C’est toujours un sujet d’étonnement, pour moi, de constater à quel point, culturellement, l’Europe est encore et toujours divisée en deux parties, le Nord et le Sud, ou, pour être plus précis, entre d’un côté le monde germanique et anglo-saxon et de l’autre le monde latin, c’est à dire entre le protestantisme et le catholicisme, une division culturelle liée en partie aux guerres de religion, mais qui doit aussi beaucoup au développement du capitalisme à qui les pays du Nord doivent leur prospérité et leur prédominance politiques actuelles, l’économie du Sud étant plus liée à la propriété foncière, à l’agriculture et aux matières premières, moins rentables par les temps qui courent.

 

Pour être plus précis encore, je constate combien le Sud, à cause d’un complexe d’infériorité très marqué lié au respect de l’argent, voue une admiration et un respect, et tombe dans une idéalisation même des pays du Nord – « ils sont plus sérieux, moins corrompus, chez nous c’est l’Afrique », etc. – que le Nord paie en retour par une condescendance culturelle qui frise le mépris pour des pays considérés, au mieux, comme rétrogrades ou arriérés, au pire pour l’équivalent européen de républiques bananières.

 

LE THÉÂTRE ESPAGNOL, PATRIMOINE CULTUREL EUROPÉEN

 

Culturellement, ça se remarque par le fait qu’au théâtre, par exemple, les dramaturges du Nord (en vrac Shakespeare, Marlowe, Ibsen, Schiller, Kleist, Wedekind, Brecht...) sont régulièrement joués et applaudis dans les pays latins, alors que les délicieuses comédies et les tragédies passionnantes des très grands dramaturges latins (Lope de Vega, Quevedo, Calderón, Tirso de Molina, Eduardo Scarpetta, Eduardo de Filippo...) ne sont pour ainsi dire jamais joués dans les pays plus au Nord.

 

C’est oublier les Entremeses de Cervantès, la Célestine de Ferdinando Rojas, le Don Juan de Tirso de Molina, La Discreta Enamorada (L’Amoureuse discrète) et El Perro del Hortelano (Le Chien du jardinier) de Lope de Vega, La Vida es sueño (La Vie est un songe) ou El Alcalde de Zalamea (L’Alcalde de Zalamea) de Pedro Calderón...

 

C’est oublier que l’extraordinaire et prolifique production théâtrale de l’Espagne du Siècle d’Or (XVIIe et XVIIIe siècles), très vite traduite dans d’autres langues européennes – l’espagnol était alors une des langues que tout lettré se devait de connaître –, a été, dès le début et jusqu’à aujourd’hui, une des plus grandes sources d’inspiration pour des dramaturges, des écrivains, des compositeurs et des metteurs en scènes aussi célèbres que Corneille, Molière, Lesage, Scarlatti, Mozart, Dryden, Shelley, Goethe, Eichendorff, Humperdinck, Richard Strauss, von Hoffmanstahl, Malipiero, Camus ou Grotowski.

##########

→ **Consigne 1**
Dans le texte fourni, quels dramaturges du Nord sont cités entre parenthèses comme régulièrement joués dans les pays latins ? Donnez-les tous.
→ **Consigne 2**
Restituez mot pour mot le passage du texte fourni qui va de « LE THÉÂTRE ESPAGNOL, PATRIMOINE » à « de Pedro Calderón... ».
Appuyez-vous uniquement sur le texte fourni.

##########

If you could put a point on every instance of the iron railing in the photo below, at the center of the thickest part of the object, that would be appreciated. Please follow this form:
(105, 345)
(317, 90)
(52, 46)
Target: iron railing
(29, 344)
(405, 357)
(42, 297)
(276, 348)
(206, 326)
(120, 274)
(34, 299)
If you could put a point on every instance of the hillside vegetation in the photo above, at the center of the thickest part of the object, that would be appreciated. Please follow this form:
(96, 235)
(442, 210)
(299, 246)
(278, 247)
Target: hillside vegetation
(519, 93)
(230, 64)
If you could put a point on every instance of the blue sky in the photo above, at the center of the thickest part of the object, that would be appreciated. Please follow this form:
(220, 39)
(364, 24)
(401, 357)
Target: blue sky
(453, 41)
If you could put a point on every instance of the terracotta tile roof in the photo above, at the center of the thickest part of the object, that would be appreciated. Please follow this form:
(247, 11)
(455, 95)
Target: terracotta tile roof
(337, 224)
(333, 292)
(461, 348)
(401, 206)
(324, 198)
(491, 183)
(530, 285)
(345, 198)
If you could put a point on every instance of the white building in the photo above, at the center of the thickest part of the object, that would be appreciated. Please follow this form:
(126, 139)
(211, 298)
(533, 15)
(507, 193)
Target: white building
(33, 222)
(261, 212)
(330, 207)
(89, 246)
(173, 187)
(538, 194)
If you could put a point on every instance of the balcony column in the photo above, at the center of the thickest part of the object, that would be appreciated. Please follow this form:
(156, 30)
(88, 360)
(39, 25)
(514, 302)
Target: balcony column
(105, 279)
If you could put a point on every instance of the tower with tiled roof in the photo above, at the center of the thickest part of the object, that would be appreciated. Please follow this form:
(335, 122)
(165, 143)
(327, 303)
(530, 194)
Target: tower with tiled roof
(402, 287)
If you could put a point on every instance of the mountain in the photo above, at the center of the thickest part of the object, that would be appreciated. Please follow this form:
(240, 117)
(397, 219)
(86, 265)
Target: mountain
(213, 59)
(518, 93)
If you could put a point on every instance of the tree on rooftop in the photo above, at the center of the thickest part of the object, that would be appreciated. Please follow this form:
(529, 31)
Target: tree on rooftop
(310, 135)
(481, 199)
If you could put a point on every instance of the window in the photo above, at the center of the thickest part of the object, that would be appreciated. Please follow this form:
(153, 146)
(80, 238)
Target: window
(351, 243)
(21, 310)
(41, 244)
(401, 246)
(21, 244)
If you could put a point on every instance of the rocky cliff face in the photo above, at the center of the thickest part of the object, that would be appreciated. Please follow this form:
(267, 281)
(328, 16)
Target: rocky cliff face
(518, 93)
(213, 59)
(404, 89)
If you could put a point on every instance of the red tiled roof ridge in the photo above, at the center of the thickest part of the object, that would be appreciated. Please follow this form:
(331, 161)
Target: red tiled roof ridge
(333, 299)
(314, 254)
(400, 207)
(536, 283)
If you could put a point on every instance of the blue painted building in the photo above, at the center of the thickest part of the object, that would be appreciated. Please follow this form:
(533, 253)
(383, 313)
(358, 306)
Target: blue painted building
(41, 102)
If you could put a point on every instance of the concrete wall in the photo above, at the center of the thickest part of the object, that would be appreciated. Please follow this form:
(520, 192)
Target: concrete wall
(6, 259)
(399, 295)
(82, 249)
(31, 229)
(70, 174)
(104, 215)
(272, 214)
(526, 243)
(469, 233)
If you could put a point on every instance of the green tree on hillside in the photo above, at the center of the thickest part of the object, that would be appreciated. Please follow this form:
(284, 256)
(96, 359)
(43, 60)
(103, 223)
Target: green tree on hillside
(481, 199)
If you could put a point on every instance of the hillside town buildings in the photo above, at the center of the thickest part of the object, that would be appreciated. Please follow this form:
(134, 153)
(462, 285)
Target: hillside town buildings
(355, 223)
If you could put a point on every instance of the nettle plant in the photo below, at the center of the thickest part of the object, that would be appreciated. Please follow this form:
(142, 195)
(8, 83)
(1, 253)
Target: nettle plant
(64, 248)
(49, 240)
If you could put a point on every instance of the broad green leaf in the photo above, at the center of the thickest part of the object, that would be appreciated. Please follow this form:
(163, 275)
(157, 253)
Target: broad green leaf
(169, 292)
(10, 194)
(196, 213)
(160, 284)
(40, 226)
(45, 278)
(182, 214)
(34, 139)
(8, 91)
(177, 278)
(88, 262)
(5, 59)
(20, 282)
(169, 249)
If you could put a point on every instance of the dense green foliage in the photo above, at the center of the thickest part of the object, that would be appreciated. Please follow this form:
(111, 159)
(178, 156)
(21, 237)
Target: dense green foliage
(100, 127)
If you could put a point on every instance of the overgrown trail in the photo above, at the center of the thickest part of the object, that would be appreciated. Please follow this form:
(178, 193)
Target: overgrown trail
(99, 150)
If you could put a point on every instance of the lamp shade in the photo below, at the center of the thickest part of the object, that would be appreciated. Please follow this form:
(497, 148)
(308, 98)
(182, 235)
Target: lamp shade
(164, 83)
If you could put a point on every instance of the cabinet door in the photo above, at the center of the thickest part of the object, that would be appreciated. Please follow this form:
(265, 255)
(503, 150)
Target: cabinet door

##########

→ **Réponse rédigée 1**
Shakespeare, Marlowe, Ibsen, Schiller, Kleist, Wedekind et Brecht.

→ **Réponse rédigée 2**
LE THÉÂTRE ESPAGNOL, PATRIMOINE CULTUREL EUROPÉEN

 

Culturellement, ça se remarque par le fait qu’au théâtre, par exemple, les dramaturges du Nord (en vrac Shakespeare, Marlowe, Ibsen, Schiller, Kleist, Wedekind, Brecht...) sont régulièrement joués et applaudis dans les pays latins, alors que les délicieuses comédies et les tragédies passionnantes des très grands dramaturges latins (Lope de Vega, Quevedo, Calderón, Tirso de Molina, Eduardo Scarpetta, Eduardo de Filippo...) ne sont pour ainsi dire jamais joués dans les pays plus au Nord.

 

C’est oublier les Entremeses de Cervantès, la Célestine de Ferdinando Rojas, le Don Juan de Tirso de Molina, La Discreta Enamorada (L’Amoureuse discrète) et El Perro del Hortelano (Le Chien du jardinier) de Lope de Vega, La Vida es sueño (La Vie est un songe) ou El Alcalde de Zalamea (L’Alcalde de Zalamea) de Pedro Calderón...